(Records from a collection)
--- START ---

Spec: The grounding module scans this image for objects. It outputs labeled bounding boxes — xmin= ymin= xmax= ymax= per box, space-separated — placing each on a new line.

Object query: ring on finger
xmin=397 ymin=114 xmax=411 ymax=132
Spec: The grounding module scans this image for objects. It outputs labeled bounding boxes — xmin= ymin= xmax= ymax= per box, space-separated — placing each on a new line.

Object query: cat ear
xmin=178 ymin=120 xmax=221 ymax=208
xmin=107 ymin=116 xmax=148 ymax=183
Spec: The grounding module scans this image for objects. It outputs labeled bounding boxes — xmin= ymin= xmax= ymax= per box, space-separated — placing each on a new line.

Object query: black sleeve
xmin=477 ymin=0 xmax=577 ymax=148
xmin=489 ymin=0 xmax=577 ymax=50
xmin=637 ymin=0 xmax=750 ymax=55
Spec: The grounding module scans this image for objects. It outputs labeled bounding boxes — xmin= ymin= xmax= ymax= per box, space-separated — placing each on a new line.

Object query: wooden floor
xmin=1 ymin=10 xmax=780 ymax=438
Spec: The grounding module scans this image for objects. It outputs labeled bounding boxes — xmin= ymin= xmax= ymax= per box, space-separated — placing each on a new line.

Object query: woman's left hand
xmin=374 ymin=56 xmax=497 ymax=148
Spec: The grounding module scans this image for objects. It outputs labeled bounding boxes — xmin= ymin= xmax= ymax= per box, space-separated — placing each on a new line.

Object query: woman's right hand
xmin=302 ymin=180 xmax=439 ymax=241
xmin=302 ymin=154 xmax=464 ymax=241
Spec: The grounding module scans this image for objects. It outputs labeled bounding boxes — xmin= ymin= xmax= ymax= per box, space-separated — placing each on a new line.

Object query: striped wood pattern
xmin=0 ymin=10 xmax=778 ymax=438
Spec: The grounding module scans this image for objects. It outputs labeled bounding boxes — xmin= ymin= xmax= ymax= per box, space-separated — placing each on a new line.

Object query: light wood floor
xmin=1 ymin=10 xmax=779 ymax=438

--- END ---

Action item => Return, word for word, every line from the line with "Object query: black sleeve" to the final line of the data.

Task solution =>
Object query: black sleeve
xmin=477 ymin=0 xmax=577 ymax=148
xmin=489 ymin=0 xmax=577 ymax=50
xmin=637 ymin=0 xmax=750 ymax=55
Spec: The grounding module scans this image for objects. It outputs labeled bounding boxes — xmin= ymin= xmax= ymax= per box, space-separated — placing each on a new line.

Object query: wooden floor
xmin=1 ymin=10 xmax=780 ymax=438
Spec: The grounding module scans this image for objects. It outputs labeled bounding boxes — xmin= ymin= xmax= ymax= per box, space-separated — placing each on a new line.

Object query: woman's left hand
xmin=374 ymin=56 xmax=497 ymax=148
Spec: The grounding module scans this image for objects. It outputs labeled bounding boxes — xmin= ymin= xmax= ymax= per box, space-separated — placing each on a new line.

Object query: woman's right hand
xmin=302 ymin=180 xmax=439 ymax=241
xmin=302 ymin=154 xmax=464 ymax=241
Spec: The grounding module scans this image for objects. It outputs labeled bounding boxes — xmin= ymin= xmax= ymax= per box, space-separated — placing each on a new line.

Object query: striped wood pattern
xmin=0 ymin=10 xmax=778 ymax=438
Spec: The grounding module scans this image for objects. It outputs labeled bounding boxes — xmin= ymin= xmax= ymax= per box, space-separated — placing each on a new line.

Object query: light wood floor
xmin=1 ymin=10 xmax=779 ymax=438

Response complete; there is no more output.